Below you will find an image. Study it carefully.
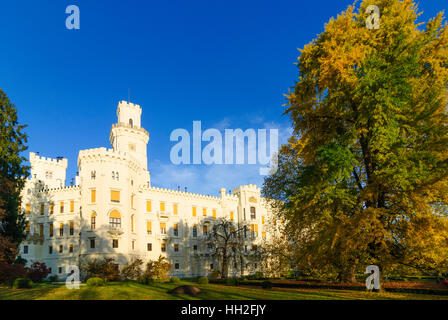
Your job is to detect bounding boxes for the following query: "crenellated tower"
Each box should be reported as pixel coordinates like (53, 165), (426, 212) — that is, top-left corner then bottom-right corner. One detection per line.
(110, 101), (149, 170)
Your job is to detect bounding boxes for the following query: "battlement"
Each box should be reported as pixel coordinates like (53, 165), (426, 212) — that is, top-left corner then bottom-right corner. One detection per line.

**Work to complete**
Give only the number of lines in the entries that contain the string "bounding". Matches are case-sensitive.

**Exercise answer**
2